Source records:
::::

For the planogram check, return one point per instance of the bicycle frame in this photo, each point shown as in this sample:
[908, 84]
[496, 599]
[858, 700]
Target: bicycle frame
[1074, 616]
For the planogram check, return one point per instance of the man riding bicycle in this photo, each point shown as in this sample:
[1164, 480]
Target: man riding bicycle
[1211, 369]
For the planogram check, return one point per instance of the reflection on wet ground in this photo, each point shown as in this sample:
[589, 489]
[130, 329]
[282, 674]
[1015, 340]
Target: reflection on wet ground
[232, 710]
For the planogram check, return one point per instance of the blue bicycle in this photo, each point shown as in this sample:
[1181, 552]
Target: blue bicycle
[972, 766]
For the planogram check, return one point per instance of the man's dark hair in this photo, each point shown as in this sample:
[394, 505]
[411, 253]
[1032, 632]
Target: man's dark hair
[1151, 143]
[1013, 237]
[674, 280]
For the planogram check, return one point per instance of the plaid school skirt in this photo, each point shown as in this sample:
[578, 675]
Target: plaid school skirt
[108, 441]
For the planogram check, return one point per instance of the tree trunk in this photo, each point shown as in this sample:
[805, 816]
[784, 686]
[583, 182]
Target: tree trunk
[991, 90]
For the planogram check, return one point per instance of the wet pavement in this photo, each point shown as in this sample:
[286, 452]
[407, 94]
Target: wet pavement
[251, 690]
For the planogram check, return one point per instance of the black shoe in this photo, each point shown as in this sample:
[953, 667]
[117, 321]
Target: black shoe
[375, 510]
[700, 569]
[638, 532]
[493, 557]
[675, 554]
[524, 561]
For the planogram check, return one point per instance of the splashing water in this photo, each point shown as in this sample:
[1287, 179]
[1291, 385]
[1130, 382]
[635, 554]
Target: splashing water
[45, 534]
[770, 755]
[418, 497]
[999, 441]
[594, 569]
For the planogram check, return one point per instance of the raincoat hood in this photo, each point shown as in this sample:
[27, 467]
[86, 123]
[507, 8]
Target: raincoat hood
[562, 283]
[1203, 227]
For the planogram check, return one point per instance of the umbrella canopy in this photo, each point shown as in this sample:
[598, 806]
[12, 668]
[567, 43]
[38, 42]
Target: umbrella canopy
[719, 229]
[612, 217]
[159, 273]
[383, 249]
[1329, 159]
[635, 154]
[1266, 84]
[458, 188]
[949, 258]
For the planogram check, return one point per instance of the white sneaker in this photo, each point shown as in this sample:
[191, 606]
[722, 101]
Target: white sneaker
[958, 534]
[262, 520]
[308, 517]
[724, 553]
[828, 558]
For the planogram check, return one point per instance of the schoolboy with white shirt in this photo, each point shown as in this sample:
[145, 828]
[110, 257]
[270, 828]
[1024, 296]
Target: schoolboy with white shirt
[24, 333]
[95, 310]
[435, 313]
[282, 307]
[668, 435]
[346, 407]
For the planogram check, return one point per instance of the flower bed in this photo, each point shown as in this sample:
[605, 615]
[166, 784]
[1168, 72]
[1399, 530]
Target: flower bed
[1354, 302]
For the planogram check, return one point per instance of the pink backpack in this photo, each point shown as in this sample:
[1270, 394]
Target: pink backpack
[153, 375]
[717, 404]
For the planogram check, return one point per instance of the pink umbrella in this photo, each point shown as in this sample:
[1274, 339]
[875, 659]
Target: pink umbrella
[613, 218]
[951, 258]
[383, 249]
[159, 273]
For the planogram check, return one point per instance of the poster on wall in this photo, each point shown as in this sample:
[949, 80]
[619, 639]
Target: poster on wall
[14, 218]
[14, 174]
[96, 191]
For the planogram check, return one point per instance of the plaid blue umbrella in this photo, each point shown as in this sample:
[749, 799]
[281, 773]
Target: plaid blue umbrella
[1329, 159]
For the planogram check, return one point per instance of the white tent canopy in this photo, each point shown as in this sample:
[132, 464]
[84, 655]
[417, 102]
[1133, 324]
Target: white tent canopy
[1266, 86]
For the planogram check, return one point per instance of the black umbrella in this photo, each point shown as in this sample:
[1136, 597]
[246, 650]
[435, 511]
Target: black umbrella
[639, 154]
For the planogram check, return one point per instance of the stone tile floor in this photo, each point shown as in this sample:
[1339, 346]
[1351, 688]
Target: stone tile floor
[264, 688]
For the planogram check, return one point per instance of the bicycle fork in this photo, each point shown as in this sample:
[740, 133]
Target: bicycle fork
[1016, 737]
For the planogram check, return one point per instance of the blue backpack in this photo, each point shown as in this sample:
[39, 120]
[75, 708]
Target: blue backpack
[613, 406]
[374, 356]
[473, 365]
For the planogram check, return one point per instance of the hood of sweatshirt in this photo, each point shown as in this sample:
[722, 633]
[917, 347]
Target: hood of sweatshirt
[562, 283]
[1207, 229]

::::

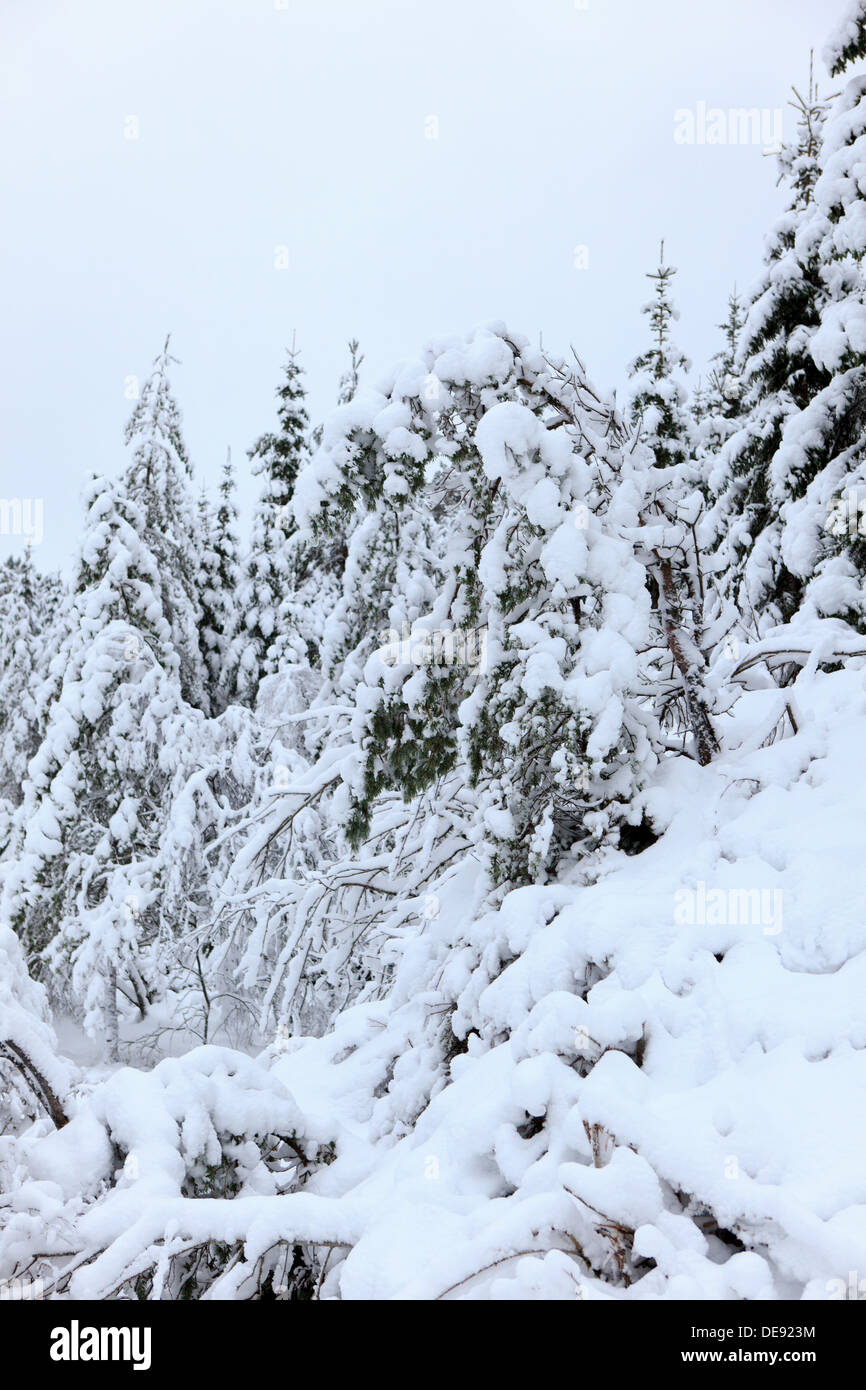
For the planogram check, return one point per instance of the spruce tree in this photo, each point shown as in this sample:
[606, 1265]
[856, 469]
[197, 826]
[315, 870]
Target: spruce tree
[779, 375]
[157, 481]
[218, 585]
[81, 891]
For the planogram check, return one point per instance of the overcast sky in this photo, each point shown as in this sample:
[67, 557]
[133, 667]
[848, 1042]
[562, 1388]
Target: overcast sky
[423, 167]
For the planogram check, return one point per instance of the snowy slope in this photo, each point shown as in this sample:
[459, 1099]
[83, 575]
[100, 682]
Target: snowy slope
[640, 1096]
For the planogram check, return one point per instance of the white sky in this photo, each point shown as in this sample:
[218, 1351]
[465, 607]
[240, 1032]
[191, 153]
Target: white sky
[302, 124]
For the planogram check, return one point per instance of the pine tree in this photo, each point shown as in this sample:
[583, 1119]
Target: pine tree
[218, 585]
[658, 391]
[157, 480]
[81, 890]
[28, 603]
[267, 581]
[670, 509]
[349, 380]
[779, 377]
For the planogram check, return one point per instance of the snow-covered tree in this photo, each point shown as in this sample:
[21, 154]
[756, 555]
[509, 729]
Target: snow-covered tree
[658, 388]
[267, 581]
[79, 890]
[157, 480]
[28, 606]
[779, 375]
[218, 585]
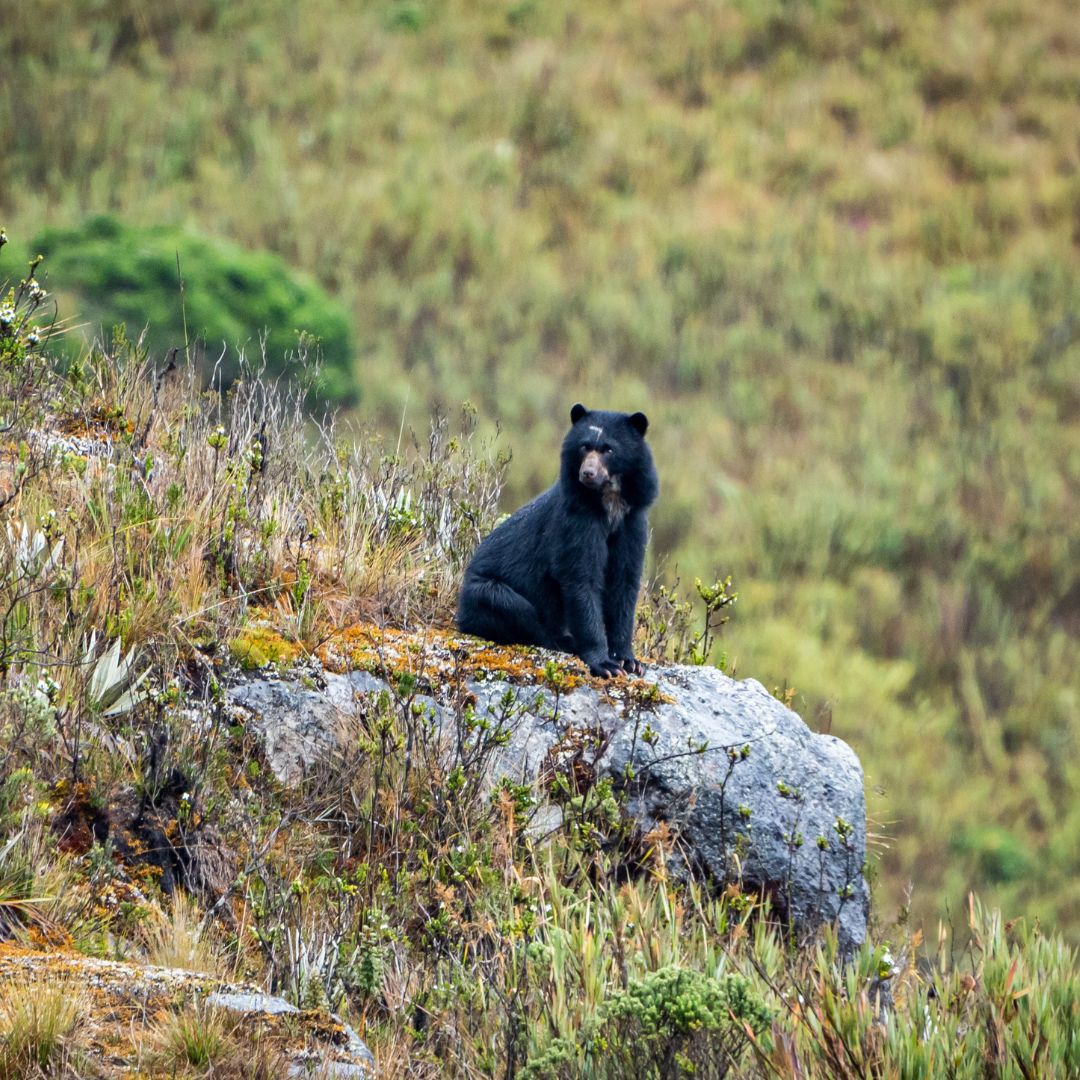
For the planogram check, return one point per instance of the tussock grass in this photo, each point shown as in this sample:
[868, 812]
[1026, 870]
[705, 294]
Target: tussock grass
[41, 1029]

::::

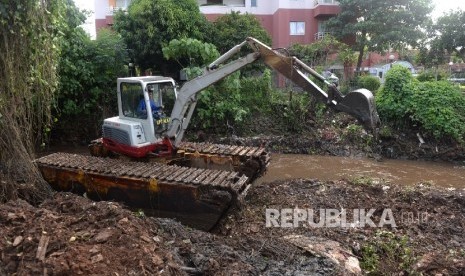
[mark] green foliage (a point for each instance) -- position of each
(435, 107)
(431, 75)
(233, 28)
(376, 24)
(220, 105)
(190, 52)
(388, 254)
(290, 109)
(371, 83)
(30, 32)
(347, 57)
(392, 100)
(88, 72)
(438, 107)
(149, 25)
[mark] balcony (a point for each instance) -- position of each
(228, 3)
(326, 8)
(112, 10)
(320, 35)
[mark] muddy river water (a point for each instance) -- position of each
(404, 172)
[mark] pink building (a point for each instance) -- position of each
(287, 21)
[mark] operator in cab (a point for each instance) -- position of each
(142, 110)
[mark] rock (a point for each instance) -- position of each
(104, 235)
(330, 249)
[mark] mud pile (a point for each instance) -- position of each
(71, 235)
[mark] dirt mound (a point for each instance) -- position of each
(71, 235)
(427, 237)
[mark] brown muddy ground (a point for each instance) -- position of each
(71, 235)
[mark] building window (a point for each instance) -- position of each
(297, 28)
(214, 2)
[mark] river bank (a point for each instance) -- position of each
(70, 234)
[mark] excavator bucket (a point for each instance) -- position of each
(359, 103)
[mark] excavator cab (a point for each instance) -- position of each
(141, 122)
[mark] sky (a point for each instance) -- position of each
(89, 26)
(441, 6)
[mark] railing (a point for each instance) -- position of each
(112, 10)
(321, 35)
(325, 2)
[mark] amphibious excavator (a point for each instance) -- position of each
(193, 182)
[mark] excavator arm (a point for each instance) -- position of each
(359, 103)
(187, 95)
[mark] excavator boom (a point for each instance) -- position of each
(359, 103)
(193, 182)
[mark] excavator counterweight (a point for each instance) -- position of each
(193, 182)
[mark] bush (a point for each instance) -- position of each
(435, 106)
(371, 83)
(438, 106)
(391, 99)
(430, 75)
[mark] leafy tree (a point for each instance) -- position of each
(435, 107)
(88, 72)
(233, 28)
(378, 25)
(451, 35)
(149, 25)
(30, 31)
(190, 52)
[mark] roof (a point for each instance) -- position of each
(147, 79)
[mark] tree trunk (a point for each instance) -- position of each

::::

The problem: Copy out the range of lines above starting at the line with "Target: spruce tree" and ending at the line with "[240, 1032]", exactly and including both.

Response box:
Target: spruce tree
[779, 375]
[157, 481]
[218, 585]
[81, 891]
For the planogram check, return one point per instance of the overcast sky in this photo, each point shown as in this sample:
[67, 557]
[133, 667]
[848, 1042]
[562, 1388]
Target: overcast sky
[423, 167]
For the planogram check, return one point per instance of the snowy slope in this photo, each point shown as in this sample:
[459, 1099]
[83, 575]
[100, 682]
Target: snowy slope
[640, 1096]
For the planogram check, return one point per instance of the white sky in this photo, each point shown as in this sample:
[218, 1351]
[465, 607]
[240, 1032]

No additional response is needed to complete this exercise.